_Set problem_.
What is needed is an exact repeat of the lines from the line containing "Task: indicate one point per instance of the round" through the final line of the entries below, and nothing else.

───── Material for the task

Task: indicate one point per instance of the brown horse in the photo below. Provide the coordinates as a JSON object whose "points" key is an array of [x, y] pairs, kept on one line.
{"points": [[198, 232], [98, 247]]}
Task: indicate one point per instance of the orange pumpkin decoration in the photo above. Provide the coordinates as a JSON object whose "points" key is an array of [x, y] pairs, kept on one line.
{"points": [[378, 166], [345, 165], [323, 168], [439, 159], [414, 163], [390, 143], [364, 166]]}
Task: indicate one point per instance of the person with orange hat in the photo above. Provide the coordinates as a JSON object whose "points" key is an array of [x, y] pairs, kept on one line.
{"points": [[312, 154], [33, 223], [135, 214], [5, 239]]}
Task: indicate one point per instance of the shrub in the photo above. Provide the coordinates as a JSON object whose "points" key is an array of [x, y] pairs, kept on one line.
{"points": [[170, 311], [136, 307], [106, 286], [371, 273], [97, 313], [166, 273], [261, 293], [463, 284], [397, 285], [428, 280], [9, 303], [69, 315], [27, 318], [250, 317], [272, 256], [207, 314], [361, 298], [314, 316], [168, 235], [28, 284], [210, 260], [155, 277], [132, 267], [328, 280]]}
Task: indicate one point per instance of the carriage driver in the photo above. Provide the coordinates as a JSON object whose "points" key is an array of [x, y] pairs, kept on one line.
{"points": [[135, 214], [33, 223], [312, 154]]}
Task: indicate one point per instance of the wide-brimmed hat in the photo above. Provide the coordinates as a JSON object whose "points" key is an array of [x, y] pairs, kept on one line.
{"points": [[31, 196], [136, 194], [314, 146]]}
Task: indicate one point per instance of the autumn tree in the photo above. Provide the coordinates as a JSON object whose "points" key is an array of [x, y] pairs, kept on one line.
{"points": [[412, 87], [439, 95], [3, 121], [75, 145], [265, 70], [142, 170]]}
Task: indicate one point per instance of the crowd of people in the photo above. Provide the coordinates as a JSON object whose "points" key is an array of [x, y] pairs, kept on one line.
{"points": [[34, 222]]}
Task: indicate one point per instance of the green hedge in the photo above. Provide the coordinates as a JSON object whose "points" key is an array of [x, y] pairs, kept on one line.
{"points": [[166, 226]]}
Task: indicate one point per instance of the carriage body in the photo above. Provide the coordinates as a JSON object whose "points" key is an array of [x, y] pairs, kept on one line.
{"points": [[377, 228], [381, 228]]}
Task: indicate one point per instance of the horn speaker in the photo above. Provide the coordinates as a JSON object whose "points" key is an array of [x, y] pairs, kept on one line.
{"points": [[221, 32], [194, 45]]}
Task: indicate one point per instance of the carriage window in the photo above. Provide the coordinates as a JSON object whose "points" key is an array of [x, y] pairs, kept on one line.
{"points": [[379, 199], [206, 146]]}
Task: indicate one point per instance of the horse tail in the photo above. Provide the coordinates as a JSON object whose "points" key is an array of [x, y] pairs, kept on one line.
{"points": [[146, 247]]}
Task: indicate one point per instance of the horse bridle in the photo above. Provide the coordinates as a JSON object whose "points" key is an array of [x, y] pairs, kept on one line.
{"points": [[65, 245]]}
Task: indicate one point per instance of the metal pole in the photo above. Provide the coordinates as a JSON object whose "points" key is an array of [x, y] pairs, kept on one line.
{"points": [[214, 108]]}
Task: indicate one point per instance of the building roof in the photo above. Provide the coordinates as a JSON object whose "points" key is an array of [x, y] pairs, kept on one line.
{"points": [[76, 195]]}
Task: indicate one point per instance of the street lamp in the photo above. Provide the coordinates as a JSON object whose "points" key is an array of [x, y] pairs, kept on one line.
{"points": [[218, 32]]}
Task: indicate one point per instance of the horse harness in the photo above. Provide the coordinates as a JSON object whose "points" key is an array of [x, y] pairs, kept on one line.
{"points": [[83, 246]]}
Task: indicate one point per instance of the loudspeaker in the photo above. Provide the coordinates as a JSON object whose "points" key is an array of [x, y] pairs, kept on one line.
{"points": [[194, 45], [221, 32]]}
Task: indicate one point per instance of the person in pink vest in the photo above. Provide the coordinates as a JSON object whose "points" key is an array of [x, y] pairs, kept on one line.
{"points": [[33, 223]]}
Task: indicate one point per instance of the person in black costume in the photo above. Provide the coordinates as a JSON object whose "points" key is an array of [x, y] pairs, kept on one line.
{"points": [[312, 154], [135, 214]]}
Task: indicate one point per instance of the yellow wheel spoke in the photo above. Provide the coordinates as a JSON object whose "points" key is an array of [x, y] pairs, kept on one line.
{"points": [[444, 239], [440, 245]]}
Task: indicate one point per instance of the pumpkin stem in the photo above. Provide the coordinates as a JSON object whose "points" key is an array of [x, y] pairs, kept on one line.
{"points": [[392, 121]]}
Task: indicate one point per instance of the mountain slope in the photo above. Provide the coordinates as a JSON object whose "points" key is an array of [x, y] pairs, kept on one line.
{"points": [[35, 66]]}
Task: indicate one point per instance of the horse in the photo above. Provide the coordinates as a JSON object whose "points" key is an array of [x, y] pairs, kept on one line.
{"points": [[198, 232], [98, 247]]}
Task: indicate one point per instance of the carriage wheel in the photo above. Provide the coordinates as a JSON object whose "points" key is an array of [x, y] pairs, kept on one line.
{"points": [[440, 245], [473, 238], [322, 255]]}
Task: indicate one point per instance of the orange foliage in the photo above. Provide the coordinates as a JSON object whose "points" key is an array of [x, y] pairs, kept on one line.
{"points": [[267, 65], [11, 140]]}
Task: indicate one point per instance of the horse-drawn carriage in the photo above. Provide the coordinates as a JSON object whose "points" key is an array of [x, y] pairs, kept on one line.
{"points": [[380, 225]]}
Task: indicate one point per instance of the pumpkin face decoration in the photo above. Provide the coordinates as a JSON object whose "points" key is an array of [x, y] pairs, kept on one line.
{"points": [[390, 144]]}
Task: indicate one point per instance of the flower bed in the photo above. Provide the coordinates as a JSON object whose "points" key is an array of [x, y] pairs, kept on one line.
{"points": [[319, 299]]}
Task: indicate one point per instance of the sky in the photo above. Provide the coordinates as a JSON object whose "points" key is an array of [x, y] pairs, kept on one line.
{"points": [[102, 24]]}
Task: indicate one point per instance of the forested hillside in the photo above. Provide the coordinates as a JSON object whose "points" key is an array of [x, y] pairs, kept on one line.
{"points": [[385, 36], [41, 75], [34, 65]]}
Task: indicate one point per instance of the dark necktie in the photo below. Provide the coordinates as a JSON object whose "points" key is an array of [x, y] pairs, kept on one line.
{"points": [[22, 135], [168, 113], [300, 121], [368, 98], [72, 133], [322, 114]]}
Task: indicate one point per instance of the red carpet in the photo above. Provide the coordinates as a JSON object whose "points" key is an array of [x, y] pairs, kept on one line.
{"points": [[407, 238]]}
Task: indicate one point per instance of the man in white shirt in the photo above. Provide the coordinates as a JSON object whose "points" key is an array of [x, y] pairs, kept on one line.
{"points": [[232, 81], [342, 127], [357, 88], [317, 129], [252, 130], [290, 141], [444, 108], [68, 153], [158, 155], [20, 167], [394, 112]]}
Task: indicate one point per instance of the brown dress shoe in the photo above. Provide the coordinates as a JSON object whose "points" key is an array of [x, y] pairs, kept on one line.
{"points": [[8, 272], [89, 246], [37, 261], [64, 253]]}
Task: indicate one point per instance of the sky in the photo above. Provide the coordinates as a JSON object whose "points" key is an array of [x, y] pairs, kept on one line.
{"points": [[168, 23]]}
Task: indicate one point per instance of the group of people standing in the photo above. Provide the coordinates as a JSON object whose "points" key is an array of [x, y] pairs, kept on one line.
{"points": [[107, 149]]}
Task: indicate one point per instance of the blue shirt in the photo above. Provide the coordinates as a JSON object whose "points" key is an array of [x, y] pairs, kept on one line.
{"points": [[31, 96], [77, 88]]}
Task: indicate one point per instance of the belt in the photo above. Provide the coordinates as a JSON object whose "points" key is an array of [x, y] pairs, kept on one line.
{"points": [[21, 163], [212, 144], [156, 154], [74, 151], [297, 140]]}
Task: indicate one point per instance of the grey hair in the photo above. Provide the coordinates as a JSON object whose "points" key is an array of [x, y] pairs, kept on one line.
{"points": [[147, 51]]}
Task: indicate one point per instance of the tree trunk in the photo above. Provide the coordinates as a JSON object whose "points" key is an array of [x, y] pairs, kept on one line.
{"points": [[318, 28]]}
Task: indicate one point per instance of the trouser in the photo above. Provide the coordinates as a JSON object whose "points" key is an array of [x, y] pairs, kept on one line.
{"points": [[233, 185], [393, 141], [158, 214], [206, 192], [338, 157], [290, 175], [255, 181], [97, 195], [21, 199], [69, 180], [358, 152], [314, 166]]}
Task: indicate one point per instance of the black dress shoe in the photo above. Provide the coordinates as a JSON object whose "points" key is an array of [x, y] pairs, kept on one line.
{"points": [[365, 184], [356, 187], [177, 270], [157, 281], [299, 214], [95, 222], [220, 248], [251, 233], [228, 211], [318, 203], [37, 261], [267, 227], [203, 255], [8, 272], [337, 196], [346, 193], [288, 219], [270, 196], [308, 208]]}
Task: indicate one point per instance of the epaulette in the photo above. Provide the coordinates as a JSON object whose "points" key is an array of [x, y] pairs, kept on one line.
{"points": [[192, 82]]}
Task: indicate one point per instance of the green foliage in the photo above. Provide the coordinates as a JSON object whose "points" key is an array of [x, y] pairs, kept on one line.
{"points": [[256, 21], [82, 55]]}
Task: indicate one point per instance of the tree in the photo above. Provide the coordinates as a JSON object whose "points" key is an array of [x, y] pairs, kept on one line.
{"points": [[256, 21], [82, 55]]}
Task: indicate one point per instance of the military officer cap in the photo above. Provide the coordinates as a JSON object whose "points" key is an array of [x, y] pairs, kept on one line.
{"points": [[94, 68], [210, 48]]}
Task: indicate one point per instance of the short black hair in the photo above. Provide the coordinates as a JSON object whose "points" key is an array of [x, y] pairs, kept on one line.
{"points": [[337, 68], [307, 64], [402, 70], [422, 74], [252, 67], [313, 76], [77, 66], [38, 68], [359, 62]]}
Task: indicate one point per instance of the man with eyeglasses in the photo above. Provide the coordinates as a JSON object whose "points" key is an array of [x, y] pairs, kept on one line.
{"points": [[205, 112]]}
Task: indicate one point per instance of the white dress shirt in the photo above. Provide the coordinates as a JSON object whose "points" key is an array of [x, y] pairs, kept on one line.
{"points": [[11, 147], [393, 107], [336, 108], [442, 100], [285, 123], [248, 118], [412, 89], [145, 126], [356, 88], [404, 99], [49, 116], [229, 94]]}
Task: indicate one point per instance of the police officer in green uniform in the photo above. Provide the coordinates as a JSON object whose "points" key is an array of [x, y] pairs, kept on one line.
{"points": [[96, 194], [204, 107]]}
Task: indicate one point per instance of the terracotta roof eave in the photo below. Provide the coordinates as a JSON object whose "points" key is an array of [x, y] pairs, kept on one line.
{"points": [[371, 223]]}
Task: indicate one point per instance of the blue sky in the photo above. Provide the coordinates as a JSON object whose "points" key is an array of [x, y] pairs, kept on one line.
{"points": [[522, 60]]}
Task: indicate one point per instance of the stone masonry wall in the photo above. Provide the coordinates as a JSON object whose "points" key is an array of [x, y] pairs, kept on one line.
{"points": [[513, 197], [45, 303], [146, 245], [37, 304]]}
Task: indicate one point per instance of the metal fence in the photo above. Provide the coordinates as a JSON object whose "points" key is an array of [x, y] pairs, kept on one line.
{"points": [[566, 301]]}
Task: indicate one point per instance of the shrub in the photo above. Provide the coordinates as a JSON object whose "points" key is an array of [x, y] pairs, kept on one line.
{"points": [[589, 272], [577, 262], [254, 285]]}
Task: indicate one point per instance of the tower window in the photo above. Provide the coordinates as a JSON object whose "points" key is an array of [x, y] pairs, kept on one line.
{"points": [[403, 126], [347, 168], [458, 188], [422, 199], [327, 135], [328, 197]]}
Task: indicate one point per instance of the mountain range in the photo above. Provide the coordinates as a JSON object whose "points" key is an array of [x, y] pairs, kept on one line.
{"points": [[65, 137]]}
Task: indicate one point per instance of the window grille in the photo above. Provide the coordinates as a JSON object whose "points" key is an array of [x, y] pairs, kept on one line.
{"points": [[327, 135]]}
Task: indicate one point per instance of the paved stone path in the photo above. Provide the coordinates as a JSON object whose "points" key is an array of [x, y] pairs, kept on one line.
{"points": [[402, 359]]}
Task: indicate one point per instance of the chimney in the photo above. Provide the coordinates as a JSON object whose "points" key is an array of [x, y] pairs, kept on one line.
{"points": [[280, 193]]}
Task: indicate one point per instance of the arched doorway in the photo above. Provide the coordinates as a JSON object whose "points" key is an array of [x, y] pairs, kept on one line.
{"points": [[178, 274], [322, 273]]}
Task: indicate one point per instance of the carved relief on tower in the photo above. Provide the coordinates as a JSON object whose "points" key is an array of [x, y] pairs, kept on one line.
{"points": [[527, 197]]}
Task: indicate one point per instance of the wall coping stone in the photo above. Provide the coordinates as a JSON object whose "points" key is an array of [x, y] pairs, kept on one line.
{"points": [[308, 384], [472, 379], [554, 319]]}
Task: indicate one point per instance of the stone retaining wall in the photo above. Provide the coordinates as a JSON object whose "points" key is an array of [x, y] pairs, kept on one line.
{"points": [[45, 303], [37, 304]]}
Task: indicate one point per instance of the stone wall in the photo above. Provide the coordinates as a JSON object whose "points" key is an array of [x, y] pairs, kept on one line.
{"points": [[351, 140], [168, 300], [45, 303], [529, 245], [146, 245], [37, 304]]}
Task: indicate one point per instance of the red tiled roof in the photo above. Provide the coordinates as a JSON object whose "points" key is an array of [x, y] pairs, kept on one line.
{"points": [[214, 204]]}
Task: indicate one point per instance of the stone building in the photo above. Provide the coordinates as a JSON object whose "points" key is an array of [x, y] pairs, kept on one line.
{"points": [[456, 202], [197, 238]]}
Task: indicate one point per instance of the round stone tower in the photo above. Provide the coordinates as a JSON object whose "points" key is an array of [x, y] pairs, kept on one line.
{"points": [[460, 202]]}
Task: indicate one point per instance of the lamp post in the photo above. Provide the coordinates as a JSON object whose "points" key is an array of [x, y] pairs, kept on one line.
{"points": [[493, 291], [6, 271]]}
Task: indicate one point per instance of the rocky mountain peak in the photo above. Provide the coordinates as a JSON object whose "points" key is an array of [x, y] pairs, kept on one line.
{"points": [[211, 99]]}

──────────

_Full solution_.
Task: indicate one point per instance of the round stone tower in the photo above. Provide the coordinates as a JSON object whose "points" key is an array of [x, y] pairs, kept on one line.
{"points": [[460, 202]]}
Task: indicate one point per instance of the lamp post in the photo above. Provide the coordinates as a JSON object whose "points" key is an array of [x, y] pairs, kept on one line.
{"points": [[493, 291], [6, 271]]}
Task: indicate one point per instance of the rocky mountain peak in the photo above. Provide the coordinates as a JSON object whose "points" key is an array of [x, y] pairs, kept on one line.
{"points": [[211, 99]]}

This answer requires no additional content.